▶ **PROBLEMS TO WORK ON**
1. Which production company made the film described in the Cannibal (2006 film) article?
2. Resume the Cannibal (2006 film) article from where it stops, carrying on its plot summary.

▶ **SOURCE EXCERPT**
^^^^^^^^
- DVD cover
- Directed by: Marian Dora
- Screenplay by: Marian Dora
- Produced by: Frank Oliver; Marian Dora;
- Starring: Victor Brandl; Carsten Frank;
- Cinematography: Marian Dora
- Edited by: Marian Dora
- Music by: J.G. Thirlwell; Victor Brandl; Ghazi Barakat; Alexander Hacke;
- Production company: Quiet Village Filmkunst
- Release date: April 2006 (Germany);
- Running time: 89 minutes
- Country: Germany
- Languages: English; German;

= Cannibal (2006 film) =

2006 German horror film directed by Marian Dora

Cannibal is a 2006 German direct-to-video exploitation horror film written, directed and produced by Marian Dora in his feature film debut. The film centers on a mentally disturbed individual simply known as "The Man", who has cannibalistic fantasies. He makes a deal with a suicidal man known as "The Flesh" who agrees to let The Man eat him.

== Plot ==

In the intro, a mother reads the story of Hansel and Gretel to her young boy. The setting then moves to the present day, where The Man goes about his day-to-day routines and occasionally chats with others on his computer, where he looks for someone who shares his cannibalistic fantasies. The Man meets with several people he had chatted with, but he either rejects them or is rejected (and in one case attacked) by them, except for The Flesh, a suicidal man who volunteers to be killed and eaten by The Man. The Flesh travels to The Man from Berlin, and the two bond, having sex and frolicking in the nude both inside and around The Man's home.
^^^^^^^^
[Point annotation records]
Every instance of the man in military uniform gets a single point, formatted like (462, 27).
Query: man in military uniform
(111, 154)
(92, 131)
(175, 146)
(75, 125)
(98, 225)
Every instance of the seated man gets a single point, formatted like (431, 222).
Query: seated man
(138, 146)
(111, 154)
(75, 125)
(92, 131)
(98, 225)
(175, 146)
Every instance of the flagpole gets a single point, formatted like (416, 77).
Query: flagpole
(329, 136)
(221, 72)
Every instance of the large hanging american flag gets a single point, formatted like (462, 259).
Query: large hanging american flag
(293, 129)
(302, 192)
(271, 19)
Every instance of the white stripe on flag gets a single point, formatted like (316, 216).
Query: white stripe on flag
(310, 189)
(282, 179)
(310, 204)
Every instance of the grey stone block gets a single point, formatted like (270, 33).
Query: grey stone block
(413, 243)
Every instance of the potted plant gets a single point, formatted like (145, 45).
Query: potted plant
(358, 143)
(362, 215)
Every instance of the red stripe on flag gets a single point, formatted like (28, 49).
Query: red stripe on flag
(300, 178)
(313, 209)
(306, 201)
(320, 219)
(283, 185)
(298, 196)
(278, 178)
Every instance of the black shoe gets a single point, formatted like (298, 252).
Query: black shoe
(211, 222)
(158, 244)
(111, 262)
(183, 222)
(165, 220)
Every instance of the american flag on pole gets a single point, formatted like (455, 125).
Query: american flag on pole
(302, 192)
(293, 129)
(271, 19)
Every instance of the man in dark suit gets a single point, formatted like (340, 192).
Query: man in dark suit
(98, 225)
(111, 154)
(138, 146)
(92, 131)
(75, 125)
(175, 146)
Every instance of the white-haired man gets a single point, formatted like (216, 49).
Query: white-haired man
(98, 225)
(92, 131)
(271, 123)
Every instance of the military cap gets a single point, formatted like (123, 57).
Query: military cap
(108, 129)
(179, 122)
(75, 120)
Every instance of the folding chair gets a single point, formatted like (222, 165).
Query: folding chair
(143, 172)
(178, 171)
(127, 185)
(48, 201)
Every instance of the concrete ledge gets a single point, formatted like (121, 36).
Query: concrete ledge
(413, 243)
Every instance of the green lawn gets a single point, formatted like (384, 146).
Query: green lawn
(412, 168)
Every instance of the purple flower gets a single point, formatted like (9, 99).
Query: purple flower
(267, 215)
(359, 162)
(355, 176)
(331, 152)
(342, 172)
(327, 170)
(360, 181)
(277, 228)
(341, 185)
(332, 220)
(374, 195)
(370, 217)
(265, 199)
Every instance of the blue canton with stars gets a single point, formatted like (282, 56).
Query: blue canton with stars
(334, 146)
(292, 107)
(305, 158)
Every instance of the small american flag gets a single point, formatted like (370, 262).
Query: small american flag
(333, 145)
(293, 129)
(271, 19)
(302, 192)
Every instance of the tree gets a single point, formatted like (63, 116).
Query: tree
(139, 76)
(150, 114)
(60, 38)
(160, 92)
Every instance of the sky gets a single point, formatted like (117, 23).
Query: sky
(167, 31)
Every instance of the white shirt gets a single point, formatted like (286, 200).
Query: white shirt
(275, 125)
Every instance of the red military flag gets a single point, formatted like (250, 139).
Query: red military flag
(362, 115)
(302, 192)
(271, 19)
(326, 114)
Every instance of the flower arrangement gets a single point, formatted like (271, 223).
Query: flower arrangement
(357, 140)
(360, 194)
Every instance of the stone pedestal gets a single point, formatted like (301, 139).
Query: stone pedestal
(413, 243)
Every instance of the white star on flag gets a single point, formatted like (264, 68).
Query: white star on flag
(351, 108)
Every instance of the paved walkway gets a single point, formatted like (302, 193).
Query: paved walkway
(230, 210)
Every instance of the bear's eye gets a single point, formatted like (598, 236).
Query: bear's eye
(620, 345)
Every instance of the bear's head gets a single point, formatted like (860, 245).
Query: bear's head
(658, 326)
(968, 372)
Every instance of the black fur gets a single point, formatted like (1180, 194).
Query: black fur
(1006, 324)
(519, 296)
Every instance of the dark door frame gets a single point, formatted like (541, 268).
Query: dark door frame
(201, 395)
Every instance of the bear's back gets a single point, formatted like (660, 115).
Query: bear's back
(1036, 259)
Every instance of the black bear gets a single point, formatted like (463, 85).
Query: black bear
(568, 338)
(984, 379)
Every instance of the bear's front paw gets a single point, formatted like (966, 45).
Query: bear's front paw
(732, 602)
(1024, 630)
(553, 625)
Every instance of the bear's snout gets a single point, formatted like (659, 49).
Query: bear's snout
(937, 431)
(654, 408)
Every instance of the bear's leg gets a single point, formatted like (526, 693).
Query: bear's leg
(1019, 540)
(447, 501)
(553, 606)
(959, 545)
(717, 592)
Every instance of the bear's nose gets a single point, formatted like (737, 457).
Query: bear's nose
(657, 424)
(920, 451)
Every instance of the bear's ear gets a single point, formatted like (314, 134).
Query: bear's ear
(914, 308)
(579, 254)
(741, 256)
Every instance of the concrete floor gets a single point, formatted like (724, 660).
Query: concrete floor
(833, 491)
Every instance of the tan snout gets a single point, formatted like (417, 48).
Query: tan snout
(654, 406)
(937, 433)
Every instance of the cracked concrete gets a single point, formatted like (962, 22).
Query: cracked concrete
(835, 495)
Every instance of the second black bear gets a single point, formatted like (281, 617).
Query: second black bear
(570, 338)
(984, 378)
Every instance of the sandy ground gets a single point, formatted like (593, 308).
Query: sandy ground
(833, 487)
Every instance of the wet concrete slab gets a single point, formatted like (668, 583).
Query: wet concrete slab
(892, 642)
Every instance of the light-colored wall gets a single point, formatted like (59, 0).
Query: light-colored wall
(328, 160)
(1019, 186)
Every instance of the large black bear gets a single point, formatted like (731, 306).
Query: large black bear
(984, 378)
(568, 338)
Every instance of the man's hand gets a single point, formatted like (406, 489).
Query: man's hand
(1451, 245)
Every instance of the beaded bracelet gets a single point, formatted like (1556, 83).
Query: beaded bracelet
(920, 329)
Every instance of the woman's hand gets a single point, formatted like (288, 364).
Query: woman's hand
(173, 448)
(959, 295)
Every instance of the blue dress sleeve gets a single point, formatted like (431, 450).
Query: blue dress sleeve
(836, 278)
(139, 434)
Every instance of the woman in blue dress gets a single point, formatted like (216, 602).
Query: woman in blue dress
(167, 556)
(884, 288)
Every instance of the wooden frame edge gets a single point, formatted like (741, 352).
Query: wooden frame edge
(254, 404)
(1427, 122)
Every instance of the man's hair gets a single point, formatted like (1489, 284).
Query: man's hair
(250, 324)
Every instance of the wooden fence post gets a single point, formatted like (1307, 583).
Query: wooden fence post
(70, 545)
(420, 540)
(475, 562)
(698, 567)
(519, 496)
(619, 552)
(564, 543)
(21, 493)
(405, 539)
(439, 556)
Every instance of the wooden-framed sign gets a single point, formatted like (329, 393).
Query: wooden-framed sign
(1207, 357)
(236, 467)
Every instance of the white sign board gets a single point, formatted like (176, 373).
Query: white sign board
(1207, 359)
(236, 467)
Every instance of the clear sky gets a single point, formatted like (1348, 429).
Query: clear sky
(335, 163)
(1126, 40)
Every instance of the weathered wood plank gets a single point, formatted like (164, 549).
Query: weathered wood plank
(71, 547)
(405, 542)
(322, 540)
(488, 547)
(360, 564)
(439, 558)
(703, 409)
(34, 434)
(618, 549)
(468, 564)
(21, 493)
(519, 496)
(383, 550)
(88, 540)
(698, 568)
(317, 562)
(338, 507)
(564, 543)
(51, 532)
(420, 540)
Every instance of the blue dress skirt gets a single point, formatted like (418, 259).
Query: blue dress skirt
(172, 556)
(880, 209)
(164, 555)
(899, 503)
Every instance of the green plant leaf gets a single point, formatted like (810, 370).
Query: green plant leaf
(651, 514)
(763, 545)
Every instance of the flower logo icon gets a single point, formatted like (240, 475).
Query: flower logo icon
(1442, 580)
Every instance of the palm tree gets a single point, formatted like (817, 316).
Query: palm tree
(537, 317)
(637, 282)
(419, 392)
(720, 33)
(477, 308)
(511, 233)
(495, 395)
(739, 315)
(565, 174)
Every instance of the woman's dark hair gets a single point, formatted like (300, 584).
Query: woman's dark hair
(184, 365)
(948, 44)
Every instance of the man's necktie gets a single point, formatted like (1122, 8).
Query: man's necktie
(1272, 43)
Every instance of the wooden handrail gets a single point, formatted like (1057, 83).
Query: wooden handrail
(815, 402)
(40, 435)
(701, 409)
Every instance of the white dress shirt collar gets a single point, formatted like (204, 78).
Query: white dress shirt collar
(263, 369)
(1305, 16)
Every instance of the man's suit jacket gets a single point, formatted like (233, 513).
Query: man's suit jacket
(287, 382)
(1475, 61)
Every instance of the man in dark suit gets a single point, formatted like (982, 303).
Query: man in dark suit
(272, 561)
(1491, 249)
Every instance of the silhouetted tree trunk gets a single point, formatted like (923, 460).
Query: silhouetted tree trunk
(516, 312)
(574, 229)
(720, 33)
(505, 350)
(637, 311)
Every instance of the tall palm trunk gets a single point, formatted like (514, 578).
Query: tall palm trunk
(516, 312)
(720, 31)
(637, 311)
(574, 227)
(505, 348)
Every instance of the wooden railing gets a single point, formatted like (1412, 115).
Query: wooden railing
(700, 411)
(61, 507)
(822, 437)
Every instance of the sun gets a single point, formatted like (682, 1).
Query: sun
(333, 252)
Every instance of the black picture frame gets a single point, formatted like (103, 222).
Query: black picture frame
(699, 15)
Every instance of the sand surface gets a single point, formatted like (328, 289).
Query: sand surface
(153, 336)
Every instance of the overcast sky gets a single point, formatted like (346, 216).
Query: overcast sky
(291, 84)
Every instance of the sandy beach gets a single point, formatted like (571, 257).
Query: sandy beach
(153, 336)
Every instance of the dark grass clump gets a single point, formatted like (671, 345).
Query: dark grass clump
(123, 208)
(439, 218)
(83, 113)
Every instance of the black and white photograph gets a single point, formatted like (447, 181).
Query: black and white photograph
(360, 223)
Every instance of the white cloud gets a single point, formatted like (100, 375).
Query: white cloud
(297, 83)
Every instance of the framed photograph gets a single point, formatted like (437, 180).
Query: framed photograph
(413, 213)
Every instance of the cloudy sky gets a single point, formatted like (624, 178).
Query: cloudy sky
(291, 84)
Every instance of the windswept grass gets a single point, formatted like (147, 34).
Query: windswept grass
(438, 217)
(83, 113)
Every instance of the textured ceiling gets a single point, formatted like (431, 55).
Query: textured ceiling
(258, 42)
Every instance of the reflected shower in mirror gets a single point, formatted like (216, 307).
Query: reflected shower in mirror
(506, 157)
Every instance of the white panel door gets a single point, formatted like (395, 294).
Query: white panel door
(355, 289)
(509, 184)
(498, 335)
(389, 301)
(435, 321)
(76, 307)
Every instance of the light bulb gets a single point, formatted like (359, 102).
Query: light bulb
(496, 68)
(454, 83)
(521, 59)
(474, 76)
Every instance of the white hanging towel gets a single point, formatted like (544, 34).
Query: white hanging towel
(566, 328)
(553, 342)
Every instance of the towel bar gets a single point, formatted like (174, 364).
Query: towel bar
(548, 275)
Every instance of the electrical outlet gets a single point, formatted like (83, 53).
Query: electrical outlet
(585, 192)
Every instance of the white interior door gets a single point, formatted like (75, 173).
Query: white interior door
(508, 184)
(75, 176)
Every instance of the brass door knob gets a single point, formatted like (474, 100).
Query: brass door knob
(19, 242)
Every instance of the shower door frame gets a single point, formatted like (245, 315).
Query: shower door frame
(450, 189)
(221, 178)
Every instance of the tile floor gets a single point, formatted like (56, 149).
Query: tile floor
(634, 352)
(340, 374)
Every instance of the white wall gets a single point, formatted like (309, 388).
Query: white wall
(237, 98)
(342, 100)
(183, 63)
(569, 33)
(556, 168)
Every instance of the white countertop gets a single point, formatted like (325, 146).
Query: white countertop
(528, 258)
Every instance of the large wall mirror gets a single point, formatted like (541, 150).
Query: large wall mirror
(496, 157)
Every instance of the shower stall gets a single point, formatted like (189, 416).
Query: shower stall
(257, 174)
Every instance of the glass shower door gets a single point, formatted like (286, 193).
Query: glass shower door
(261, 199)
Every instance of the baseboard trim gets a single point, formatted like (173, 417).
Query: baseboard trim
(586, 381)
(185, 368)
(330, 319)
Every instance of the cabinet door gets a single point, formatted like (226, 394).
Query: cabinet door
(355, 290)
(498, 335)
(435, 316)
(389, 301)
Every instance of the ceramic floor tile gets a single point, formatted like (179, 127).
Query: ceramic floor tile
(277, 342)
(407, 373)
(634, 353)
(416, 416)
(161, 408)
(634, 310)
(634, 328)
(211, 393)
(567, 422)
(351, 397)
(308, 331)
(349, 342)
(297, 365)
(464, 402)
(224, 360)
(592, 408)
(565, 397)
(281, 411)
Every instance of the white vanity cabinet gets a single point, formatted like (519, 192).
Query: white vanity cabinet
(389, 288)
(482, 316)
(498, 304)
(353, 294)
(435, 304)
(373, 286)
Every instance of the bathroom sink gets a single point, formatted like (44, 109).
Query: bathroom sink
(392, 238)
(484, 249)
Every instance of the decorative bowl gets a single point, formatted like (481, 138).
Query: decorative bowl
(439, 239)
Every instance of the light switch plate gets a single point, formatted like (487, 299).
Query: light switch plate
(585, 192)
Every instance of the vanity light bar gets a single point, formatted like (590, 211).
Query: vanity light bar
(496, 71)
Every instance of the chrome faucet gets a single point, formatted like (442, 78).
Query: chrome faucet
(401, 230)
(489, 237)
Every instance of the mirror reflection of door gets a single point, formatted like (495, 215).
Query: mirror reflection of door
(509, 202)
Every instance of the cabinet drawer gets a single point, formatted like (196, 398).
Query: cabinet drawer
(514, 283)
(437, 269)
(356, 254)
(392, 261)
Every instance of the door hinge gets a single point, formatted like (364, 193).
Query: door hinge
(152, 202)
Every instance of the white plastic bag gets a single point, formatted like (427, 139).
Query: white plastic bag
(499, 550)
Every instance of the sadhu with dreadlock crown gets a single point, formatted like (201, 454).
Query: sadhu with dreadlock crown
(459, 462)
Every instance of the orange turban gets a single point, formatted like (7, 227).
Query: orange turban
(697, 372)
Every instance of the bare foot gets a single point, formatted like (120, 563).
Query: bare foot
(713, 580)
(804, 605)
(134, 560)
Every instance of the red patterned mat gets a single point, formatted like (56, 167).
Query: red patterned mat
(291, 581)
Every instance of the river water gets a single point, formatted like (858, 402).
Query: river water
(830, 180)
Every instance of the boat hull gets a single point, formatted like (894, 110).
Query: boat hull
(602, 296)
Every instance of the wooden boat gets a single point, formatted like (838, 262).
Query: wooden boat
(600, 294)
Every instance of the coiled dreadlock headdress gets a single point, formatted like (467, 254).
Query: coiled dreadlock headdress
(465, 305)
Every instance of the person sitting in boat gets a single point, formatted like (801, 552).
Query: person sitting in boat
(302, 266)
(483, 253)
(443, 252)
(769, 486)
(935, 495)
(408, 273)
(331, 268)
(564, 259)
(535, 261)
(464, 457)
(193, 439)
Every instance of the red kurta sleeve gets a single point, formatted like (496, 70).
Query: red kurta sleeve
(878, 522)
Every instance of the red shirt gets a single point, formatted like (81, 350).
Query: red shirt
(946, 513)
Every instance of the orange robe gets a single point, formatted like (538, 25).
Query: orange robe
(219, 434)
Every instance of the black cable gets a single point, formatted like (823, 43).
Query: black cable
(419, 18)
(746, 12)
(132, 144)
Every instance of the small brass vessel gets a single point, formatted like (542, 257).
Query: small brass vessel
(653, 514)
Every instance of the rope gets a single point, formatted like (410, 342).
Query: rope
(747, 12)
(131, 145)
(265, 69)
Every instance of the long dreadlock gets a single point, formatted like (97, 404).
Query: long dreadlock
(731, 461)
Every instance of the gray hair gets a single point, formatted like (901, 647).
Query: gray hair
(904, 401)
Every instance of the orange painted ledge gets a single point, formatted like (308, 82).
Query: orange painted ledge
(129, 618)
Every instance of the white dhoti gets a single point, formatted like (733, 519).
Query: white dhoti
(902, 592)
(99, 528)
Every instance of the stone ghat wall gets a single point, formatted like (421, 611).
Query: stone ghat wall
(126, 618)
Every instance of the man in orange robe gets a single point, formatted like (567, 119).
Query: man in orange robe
^^^^^^^^
▶ **EXERCISE RESULTS**
1. Quiet Village Filmkunst

2.
When The Flesh decides that its time for him to die and be devoured, he tries to coerce The Man into biting off his penis, but The Man is unable to go through with it, even when The Flesh uses drugs to knock himself out in an attempt to make things easier. Disappointed, The Flesh chastises The Man. The Flesh decides to give him another chance when The Man begs him to stay just as he is about to board a train back to Berlin. Returning to The Man's home, The Flesh ingests a large amount of alcohol and pills, then instructs The Man to castrate him with a kitchen knife, which The Man succeeds at doing. The two then fry and attempt to eat the severed penis, before The Flesh seemingly dies of blood loss in a bath The Man places The Flesh in.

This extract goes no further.